§ **What you will do**: Starting at the line that contains "bbox: neighboring building" and ending at the last line of the records, lay out these lines as a JSON list of strings with one string per line, leaving out any blank lines.

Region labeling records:
━━━━━━━━━━
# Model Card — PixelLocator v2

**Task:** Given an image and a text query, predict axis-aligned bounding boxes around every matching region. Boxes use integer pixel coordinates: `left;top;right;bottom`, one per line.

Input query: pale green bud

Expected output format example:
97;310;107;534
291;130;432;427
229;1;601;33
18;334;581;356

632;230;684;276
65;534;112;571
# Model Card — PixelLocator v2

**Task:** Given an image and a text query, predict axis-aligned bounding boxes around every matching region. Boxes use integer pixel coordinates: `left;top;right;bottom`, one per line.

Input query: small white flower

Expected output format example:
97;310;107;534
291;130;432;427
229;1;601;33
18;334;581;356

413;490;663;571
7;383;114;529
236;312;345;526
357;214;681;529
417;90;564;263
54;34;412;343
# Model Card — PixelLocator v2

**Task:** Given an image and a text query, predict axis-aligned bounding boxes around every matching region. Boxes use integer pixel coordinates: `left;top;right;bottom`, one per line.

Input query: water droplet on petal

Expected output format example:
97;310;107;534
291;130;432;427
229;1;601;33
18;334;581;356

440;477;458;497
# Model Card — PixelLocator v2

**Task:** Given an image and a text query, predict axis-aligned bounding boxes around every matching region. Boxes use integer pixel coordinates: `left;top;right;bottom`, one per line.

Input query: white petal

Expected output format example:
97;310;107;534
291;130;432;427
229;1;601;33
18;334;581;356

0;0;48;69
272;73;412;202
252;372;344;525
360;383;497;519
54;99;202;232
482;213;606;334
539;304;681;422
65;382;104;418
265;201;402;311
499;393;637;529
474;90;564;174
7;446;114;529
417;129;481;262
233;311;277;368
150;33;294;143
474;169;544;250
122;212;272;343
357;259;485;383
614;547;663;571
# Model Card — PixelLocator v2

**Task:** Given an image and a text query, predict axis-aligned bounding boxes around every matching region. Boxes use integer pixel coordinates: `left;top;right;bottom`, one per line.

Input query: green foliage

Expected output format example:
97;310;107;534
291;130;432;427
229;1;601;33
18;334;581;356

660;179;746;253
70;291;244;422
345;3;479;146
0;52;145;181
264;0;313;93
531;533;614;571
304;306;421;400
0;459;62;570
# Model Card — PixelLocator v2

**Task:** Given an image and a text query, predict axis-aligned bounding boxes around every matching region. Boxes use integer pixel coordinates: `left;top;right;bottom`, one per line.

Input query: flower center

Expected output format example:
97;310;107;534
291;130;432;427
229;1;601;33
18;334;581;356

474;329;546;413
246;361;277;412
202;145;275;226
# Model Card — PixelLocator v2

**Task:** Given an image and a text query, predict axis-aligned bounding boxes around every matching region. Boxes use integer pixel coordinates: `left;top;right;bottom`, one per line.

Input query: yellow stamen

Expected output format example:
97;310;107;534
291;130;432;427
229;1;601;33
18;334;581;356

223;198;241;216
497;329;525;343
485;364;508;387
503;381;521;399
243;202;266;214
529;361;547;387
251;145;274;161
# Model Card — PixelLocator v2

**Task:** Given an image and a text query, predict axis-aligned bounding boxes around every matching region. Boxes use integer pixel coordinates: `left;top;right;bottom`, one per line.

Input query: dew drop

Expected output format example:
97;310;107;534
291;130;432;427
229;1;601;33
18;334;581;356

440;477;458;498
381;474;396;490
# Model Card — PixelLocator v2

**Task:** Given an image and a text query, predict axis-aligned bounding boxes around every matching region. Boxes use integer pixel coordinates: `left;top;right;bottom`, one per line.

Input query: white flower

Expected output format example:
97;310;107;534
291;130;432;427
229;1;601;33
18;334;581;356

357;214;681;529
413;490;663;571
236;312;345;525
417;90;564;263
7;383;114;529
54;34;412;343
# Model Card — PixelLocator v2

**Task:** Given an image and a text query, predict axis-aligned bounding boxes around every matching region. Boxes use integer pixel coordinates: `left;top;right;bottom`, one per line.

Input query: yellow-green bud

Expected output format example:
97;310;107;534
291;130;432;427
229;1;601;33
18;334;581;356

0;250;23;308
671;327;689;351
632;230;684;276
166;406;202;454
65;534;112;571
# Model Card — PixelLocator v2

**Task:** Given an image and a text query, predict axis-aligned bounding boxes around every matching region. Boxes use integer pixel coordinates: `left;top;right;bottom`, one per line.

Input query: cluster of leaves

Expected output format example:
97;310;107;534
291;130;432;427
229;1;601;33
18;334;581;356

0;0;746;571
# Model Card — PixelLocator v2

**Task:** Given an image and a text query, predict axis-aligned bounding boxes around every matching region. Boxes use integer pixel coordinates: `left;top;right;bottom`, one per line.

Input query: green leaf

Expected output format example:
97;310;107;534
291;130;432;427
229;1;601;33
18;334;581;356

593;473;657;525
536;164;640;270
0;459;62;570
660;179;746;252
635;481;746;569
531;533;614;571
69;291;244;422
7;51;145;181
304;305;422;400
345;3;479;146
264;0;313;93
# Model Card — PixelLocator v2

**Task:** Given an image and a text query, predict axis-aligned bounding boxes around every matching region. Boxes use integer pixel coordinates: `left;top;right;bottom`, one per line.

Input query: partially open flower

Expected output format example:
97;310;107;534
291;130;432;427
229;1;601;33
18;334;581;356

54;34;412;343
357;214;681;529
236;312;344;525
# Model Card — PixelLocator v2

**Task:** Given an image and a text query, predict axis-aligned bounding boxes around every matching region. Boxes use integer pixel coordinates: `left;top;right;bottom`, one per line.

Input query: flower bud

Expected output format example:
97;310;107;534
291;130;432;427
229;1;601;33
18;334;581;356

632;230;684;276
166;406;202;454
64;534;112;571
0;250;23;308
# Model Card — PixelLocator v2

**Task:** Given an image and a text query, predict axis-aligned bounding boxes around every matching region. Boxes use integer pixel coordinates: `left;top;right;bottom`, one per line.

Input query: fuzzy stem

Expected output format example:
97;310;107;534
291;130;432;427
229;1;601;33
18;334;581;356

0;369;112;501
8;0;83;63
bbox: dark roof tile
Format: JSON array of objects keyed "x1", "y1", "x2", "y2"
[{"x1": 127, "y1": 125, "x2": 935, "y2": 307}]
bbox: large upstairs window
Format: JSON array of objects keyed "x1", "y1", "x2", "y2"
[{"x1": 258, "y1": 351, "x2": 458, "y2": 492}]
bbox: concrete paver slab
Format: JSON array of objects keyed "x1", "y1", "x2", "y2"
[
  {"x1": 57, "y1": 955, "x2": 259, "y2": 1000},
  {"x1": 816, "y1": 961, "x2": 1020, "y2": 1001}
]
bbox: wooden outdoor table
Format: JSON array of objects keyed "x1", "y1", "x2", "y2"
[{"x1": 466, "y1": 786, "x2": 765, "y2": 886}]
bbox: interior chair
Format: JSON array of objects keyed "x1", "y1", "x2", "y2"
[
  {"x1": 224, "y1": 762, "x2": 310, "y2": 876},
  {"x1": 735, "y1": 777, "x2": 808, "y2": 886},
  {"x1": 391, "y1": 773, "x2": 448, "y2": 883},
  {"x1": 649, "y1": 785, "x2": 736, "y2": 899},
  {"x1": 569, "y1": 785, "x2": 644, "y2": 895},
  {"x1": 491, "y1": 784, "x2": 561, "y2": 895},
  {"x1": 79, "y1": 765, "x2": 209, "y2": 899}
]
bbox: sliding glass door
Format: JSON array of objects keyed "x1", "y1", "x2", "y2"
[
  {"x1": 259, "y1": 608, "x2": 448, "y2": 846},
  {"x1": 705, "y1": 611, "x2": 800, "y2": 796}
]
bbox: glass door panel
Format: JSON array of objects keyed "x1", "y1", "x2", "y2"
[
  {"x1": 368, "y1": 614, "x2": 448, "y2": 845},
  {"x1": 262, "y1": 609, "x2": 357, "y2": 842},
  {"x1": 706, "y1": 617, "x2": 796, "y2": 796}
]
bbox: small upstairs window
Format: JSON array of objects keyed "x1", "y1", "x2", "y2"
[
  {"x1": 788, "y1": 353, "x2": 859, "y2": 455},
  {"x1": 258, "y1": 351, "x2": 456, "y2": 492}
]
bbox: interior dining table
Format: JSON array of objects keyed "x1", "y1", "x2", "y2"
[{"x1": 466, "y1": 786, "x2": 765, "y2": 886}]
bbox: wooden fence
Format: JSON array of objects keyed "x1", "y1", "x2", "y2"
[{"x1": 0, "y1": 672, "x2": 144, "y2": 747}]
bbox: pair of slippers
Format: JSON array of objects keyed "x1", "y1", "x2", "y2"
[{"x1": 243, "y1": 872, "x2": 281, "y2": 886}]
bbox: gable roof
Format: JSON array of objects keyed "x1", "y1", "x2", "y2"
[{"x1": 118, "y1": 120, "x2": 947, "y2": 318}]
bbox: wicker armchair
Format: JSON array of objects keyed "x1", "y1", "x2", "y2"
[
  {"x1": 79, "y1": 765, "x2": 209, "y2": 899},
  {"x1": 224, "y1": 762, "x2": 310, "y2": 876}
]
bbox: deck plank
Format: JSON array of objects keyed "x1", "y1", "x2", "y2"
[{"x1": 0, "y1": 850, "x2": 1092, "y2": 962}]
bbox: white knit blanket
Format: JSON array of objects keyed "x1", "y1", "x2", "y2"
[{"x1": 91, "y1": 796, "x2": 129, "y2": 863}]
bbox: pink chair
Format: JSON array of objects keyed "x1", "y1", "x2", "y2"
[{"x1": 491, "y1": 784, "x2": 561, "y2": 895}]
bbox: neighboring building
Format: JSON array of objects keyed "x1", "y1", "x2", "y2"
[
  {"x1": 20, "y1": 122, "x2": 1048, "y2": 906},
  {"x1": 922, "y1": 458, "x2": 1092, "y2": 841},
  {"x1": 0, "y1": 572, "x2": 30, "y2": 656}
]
━━━━━━━━━━
§ **Output for this exercise**:
[
  "bbox: neighboring building",
  "Format: JSON array of objects keyed \"x1\", \"y1\", \"x2\", \"y2\"",
  "[",
  "  {\"x1\": 20, \"y1\": 122, \"x2\": 1048, \"y2\": 906},",
  "  {\"x1\": 922, \"y1\": 458, \"x2\": 1092, \"y2\": 841},",
  "  {\"x1\": 0, \"y1\": 572, \"x2\": 30, \"y2\": 656}",
  "]"
]